§ **WHAT IS EXPECTED**:
From the excerpt on Bill Gates's RSA keynote, copy out word for word the passage that begins at "Microsoft has been" and stops after "for enterprise customers.".

§ **SELECTED EXCERPT**:
+===+
SAN FRANCISCO, CA--Bill Gates, Microsoft chairman and chief software architect, made two big announcements during his conference-opening keynote at this week's RSA security conference in San Francisco. He told attendees that his company was on track to deliver the first version of "the ultimate mail virus protection" for Windows users by the end of this year. He also revealed that Microsoft will be releasing a new version of the Internet Explorer browser with strong, built-in security features.

Microsoft has been on a three-year campaign to improve the security and reliability of its software, which runs on 90 percent of the world's PCs. The Redmond, WA-based software giant's products are favorite targets of crackers and malicious programmers. Under the auspices of the company's Trustworthy Computing initiative, the Microsofties have been scrubbing at the bull's eye on the company's back with an almost religious intensity. Microsoft is spending one-third of its $6 billion annual research and development budget on security products, Gates said.

The new security offering will utilize technology from Sybari Software, which Microsoft recently acquired. Sybari is a provider of anti-virus, anti-spam, and content-filtering solutions for enterprise customers.

"We looked at what we're using internally at Microsoft," Gates said, "and that was the Sybari product. We looked at what they'd done with the multiple engines, the different layers of scanning, and really specializing in infrastructure and drawing on others for the virus engines."

The Sybari acquisition came on the heels of December's acquisition of Giant Software Company, provider of anti-spyware products. Less than a month after that acquisition, Microsoft released a beta of a new anti-spyware tool. In June 2003, Microsoft purchased GeCAD Software, a Romania-based maker of anti-virus detection and data security products.
+===+
§ **MATERIAL SUPPLIED**:
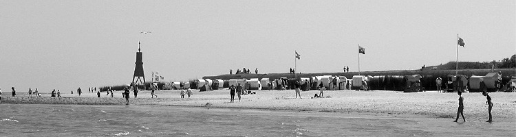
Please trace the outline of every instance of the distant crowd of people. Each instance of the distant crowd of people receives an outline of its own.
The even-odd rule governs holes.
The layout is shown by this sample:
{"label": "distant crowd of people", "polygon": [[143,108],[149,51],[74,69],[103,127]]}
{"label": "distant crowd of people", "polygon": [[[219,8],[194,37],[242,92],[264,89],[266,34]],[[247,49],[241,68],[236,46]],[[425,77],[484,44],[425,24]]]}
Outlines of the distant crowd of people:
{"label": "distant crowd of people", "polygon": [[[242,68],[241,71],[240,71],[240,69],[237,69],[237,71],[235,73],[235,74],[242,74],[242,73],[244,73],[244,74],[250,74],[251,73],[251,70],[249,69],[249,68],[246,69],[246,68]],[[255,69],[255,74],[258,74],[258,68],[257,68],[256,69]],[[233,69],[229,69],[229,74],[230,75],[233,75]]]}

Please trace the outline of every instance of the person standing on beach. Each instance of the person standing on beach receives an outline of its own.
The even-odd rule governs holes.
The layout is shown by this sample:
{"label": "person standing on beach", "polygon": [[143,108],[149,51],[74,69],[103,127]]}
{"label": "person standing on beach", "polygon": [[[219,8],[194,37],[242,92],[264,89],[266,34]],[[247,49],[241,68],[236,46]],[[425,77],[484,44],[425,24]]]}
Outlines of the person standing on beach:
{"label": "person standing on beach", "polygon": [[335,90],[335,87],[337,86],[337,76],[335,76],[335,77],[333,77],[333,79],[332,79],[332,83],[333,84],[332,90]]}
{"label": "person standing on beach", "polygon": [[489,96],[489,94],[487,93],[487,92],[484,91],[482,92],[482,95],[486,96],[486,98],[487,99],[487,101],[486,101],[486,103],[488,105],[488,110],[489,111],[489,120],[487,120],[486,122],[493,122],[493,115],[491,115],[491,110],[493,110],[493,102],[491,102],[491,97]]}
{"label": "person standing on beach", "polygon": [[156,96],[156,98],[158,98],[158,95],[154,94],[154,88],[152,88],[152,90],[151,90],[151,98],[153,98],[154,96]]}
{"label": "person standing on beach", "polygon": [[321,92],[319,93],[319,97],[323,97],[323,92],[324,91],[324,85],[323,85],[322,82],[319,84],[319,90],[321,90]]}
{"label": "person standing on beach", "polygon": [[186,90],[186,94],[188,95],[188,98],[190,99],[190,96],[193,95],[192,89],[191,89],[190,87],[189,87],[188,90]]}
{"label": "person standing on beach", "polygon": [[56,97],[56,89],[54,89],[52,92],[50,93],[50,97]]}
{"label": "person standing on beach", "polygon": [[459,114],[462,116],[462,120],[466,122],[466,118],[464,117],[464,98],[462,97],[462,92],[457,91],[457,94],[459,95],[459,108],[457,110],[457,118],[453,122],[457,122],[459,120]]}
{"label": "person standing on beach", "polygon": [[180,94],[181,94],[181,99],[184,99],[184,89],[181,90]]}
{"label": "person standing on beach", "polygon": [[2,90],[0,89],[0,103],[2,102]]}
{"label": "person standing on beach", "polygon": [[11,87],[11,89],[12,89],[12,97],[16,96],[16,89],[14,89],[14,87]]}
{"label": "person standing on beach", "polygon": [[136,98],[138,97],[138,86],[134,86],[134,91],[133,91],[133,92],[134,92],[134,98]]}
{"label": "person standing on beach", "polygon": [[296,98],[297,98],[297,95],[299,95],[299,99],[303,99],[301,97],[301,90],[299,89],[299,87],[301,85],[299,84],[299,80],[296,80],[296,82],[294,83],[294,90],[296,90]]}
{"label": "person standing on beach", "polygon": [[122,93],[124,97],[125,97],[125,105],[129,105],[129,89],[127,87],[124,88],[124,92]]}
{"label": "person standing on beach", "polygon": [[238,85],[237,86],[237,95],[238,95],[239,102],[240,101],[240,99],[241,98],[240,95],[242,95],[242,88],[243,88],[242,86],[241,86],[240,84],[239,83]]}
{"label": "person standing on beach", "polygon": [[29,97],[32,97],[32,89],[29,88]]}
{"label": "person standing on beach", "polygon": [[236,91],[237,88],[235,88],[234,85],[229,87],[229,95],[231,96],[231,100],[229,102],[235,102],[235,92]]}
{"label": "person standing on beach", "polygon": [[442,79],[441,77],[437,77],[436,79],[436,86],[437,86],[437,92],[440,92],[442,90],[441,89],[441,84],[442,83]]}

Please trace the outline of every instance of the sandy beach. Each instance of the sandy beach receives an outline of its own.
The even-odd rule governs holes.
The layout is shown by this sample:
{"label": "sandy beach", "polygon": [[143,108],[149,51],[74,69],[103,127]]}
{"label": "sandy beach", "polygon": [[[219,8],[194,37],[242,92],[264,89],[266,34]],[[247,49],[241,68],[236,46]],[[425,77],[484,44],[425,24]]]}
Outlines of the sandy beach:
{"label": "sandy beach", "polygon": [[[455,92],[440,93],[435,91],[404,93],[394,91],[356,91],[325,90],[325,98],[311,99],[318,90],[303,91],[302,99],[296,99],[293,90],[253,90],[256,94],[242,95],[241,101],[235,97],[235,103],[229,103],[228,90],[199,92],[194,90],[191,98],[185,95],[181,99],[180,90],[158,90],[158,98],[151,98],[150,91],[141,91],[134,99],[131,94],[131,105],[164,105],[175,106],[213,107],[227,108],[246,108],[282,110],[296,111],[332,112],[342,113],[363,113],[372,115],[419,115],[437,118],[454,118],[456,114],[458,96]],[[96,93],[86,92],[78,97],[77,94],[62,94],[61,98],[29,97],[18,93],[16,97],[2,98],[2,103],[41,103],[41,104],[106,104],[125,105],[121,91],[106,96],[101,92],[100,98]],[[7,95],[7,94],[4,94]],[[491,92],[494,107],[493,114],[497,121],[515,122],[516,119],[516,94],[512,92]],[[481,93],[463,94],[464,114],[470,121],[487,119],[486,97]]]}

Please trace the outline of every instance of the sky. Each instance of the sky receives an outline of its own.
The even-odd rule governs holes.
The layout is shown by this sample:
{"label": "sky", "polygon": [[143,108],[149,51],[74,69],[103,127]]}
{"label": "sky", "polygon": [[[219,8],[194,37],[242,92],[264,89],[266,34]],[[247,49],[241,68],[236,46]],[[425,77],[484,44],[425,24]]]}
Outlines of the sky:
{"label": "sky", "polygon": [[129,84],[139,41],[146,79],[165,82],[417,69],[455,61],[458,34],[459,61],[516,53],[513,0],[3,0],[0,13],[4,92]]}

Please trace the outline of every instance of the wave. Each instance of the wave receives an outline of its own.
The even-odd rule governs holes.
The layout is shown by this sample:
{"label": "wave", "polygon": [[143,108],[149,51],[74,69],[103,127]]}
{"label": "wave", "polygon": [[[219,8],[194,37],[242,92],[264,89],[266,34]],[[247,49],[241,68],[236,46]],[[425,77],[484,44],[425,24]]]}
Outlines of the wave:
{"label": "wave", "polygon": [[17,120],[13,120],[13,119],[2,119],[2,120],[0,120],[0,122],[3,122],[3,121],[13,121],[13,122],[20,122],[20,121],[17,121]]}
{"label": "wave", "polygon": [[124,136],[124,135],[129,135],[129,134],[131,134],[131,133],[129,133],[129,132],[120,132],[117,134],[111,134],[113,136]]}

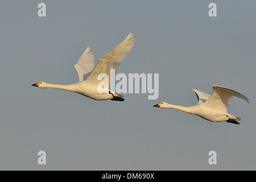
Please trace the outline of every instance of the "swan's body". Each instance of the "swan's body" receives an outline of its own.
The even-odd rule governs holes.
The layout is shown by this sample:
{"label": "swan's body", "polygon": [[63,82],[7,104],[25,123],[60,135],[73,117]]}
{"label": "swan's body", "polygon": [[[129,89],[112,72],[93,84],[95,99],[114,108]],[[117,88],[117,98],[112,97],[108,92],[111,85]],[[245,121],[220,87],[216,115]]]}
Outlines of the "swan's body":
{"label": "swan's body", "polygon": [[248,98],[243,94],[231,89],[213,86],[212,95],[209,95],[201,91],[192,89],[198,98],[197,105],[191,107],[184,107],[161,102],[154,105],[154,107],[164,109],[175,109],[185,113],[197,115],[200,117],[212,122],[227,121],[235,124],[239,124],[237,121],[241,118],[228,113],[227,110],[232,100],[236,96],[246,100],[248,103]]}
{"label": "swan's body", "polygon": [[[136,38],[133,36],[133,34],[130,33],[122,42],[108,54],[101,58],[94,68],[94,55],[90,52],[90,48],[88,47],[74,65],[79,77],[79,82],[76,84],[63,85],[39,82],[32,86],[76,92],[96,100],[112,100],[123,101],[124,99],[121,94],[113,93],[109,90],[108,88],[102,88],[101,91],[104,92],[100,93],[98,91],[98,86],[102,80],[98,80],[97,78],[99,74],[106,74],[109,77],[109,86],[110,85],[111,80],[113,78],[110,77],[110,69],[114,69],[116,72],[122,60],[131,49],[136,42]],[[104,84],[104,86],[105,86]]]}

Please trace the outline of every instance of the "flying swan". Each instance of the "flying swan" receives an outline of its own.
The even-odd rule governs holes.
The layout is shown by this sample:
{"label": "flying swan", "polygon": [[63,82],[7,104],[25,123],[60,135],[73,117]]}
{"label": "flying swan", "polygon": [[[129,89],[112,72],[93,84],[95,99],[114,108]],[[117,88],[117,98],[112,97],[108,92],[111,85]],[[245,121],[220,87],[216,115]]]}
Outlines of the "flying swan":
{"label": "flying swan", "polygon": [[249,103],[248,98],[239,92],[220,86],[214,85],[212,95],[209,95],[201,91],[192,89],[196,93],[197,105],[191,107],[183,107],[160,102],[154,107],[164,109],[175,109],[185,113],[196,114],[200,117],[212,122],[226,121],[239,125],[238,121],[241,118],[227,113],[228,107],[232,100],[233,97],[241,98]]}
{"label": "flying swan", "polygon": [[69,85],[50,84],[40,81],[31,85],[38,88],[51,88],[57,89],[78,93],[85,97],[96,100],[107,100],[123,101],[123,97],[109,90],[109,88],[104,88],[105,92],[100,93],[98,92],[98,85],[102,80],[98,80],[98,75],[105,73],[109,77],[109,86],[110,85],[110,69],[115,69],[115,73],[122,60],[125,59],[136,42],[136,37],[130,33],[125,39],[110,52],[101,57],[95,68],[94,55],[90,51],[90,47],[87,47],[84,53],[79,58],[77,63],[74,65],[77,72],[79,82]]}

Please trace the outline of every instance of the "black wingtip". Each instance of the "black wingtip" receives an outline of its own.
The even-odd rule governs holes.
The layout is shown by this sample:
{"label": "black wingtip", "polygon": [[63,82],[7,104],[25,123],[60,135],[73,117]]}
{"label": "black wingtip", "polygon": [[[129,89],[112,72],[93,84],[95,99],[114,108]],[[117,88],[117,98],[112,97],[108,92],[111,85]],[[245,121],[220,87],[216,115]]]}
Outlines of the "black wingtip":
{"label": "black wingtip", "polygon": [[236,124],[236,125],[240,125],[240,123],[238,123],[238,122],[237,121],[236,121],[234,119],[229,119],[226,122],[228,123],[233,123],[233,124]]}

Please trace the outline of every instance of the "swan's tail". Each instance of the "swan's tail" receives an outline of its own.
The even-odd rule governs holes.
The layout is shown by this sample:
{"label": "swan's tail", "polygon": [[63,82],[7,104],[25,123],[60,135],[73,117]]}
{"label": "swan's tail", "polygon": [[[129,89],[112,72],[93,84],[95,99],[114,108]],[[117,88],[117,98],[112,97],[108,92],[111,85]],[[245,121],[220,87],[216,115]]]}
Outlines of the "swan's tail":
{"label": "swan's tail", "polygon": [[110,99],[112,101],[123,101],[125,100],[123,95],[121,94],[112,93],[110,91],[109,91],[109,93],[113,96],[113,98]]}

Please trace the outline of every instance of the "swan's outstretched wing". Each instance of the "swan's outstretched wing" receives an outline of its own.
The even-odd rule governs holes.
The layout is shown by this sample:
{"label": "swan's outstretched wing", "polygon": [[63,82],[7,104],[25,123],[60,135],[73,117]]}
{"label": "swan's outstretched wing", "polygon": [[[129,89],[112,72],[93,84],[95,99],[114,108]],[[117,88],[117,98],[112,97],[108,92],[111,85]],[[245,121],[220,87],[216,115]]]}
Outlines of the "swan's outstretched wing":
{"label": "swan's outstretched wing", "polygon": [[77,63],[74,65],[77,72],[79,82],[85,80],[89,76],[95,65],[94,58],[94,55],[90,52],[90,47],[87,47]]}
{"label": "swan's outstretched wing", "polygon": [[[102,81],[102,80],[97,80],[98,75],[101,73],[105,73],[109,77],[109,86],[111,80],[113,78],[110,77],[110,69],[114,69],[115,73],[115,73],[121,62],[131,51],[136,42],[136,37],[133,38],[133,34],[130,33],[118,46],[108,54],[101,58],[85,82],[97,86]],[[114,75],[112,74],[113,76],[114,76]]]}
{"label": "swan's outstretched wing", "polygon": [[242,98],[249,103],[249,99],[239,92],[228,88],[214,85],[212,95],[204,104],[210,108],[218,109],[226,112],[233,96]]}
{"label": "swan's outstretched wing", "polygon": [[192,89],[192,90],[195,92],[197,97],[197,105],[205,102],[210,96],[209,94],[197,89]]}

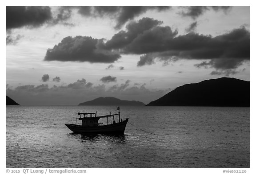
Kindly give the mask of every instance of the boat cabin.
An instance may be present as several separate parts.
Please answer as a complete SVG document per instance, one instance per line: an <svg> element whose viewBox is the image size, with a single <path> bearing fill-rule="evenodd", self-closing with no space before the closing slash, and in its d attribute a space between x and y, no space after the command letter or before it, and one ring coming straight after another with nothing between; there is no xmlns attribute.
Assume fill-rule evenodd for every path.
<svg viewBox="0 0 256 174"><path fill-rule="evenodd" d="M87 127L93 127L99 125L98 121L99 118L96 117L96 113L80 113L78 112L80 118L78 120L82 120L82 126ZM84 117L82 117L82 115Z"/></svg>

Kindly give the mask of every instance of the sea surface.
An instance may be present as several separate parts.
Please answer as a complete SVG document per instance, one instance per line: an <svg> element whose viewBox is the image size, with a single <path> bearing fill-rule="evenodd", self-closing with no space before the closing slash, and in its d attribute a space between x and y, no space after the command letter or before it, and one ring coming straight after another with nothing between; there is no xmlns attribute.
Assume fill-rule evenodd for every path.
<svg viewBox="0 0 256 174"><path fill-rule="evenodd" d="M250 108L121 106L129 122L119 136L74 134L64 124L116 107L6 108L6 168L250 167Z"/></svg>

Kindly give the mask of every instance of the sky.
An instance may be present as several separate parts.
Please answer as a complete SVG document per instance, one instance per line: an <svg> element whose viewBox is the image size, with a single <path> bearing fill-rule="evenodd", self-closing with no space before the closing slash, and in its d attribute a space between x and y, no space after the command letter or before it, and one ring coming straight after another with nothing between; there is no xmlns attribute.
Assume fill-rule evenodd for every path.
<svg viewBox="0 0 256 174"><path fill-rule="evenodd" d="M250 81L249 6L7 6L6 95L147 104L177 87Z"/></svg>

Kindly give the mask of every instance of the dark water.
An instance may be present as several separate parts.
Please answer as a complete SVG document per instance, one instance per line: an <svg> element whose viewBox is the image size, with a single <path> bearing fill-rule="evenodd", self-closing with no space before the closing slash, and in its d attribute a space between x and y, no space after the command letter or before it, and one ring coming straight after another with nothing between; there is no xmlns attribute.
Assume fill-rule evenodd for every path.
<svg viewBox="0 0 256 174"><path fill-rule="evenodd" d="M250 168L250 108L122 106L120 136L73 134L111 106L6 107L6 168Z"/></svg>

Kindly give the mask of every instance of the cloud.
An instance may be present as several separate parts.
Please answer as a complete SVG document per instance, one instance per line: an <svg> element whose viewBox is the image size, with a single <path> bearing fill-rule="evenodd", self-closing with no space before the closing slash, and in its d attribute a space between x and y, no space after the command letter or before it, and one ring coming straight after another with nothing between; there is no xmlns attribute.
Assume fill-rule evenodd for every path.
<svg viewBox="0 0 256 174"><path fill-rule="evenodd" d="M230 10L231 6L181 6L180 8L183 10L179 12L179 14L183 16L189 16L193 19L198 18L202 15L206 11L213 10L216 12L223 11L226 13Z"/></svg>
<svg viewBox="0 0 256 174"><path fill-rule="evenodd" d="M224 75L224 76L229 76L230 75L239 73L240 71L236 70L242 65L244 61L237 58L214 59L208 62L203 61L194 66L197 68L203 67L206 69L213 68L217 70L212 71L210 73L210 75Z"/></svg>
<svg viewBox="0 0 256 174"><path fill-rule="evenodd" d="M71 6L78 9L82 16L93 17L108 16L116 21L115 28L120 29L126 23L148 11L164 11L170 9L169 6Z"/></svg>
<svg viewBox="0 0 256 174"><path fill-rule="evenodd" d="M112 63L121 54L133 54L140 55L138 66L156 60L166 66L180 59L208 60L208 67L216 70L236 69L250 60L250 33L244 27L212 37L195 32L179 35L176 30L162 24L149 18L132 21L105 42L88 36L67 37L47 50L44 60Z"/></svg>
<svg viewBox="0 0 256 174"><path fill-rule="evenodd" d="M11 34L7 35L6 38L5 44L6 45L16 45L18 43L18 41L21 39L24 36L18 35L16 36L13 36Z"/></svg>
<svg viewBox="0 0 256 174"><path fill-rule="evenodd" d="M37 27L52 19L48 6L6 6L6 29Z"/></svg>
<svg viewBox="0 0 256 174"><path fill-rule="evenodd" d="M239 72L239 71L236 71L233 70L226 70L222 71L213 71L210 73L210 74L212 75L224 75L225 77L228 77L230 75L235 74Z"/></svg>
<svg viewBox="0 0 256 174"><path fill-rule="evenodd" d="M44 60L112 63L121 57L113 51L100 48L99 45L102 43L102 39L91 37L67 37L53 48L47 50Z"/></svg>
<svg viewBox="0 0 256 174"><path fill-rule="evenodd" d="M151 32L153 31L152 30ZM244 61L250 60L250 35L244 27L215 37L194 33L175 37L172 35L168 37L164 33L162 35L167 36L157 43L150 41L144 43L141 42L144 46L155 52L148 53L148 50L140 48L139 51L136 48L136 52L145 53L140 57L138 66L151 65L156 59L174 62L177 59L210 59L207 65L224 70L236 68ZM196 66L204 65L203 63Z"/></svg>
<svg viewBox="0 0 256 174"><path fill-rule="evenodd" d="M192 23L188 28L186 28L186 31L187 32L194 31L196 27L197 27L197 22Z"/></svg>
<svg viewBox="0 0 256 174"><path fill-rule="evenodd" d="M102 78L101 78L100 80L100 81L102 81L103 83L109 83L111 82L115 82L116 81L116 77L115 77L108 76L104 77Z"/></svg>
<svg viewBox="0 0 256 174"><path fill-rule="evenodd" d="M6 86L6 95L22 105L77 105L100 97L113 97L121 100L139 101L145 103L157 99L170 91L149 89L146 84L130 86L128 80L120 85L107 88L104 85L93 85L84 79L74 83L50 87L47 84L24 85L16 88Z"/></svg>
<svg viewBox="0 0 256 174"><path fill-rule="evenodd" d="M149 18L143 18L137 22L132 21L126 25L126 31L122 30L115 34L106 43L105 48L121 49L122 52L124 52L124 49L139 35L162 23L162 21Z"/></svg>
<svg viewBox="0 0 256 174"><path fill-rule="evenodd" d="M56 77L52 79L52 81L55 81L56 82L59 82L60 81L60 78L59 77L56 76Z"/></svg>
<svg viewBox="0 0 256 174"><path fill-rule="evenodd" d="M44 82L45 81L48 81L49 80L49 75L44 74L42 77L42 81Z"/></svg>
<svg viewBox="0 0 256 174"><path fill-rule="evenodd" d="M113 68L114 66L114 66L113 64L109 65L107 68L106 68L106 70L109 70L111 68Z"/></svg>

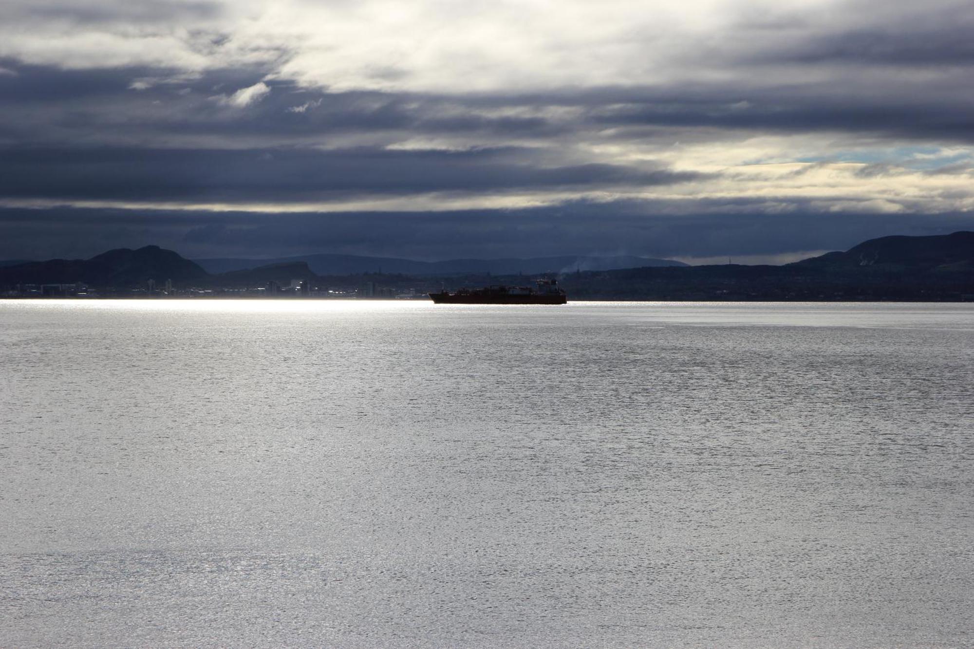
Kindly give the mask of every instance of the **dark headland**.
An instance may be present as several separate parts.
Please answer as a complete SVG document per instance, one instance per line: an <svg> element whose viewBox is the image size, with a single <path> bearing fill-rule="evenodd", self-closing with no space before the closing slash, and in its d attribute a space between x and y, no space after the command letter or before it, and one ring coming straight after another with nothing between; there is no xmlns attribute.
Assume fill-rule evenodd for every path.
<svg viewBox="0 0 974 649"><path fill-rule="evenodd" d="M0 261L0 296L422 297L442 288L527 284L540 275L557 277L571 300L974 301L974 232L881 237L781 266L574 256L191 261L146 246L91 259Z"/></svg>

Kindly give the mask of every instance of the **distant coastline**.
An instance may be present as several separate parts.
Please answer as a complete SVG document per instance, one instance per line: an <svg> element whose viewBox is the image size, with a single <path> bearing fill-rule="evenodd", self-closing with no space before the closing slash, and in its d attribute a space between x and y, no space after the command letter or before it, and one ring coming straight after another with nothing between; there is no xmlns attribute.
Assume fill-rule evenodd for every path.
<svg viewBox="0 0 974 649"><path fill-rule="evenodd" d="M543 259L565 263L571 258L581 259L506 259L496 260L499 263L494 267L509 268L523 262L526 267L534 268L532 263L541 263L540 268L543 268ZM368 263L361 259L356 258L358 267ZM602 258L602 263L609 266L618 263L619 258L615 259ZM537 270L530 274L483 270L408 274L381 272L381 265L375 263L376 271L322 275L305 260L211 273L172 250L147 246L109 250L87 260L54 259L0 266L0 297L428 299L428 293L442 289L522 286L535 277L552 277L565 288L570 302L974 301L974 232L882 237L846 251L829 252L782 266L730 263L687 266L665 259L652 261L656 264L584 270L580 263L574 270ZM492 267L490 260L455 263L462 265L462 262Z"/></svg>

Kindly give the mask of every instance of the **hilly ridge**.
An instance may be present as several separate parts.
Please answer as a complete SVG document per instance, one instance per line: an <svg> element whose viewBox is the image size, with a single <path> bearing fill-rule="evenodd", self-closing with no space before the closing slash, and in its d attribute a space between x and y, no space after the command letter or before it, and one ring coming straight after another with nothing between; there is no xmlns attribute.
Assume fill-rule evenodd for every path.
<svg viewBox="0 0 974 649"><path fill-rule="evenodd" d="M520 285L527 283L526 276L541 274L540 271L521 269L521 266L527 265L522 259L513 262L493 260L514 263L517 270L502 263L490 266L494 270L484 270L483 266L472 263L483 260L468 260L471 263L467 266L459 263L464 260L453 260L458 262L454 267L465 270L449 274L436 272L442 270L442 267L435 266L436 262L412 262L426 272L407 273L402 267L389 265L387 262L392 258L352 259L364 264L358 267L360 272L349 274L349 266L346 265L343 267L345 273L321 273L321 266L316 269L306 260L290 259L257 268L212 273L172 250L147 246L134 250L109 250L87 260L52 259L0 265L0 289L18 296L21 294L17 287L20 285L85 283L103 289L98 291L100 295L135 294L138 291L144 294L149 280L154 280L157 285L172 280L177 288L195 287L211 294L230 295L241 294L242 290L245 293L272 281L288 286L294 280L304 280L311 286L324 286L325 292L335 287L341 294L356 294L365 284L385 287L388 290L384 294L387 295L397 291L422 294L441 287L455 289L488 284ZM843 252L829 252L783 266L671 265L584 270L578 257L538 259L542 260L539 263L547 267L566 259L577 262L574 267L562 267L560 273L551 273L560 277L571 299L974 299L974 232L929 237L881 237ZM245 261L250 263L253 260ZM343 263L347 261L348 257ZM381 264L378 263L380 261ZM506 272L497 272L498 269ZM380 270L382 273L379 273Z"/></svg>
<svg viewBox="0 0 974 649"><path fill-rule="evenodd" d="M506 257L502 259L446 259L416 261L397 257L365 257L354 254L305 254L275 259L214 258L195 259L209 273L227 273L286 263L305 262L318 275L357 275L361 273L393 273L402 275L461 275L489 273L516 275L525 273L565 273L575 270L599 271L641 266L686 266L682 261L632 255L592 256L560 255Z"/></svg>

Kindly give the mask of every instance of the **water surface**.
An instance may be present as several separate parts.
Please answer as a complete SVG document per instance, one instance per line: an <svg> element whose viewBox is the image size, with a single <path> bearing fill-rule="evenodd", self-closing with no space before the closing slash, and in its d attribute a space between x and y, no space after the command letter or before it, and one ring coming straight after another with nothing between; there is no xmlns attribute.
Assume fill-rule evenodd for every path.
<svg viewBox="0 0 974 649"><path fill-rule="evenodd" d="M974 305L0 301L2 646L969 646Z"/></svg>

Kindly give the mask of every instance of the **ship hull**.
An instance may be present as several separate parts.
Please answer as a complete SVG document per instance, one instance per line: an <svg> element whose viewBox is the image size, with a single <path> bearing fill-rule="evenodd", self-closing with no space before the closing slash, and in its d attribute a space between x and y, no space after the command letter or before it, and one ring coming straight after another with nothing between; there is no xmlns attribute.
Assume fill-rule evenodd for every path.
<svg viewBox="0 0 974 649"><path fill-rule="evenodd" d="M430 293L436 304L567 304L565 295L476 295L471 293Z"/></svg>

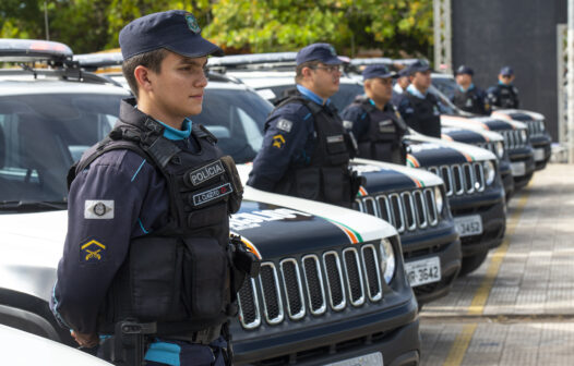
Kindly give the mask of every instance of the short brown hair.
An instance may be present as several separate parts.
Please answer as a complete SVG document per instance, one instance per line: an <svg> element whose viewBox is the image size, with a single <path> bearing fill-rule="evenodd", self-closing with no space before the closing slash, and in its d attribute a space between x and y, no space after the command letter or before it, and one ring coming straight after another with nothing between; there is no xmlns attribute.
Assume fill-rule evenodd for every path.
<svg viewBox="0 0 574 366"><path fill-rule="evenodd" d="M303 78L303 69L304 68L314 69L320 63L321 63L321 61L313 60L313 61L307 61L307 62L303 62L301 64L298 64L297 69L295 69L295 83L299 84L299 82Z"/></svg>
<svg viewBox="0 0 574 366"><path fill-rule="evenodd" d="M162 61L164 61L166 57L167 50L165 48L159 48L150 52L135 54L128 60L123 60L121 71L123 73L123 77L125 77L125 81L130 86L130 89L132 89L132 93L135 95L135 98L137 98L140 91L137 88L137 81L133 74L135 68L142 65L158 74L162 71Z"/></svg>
+===+
§ **OUTPUT BELOW**:
Microsoft has been on a three-year campaign to improve the security and reliability of its software, which runs on 90 percent of the world's PCs. The Redmond, WA-based software giant's products are favorite targets of crackers and malicious programmers. Under the auspices of the company's Trustworthy Computing initiative, the Microsofties have been scrubbing at the bull's eye on the company's back with an almost religious intensity. Microsoft is spending one-third of its $6 billion annual research and development budget on security products, Gates said.

The new security offering will utilize technology from Sybari Software, which Microsoft recently acquired. Sybari is a provider of anti-virus, anti-spam, and content-filtering solutions for enterprise customers.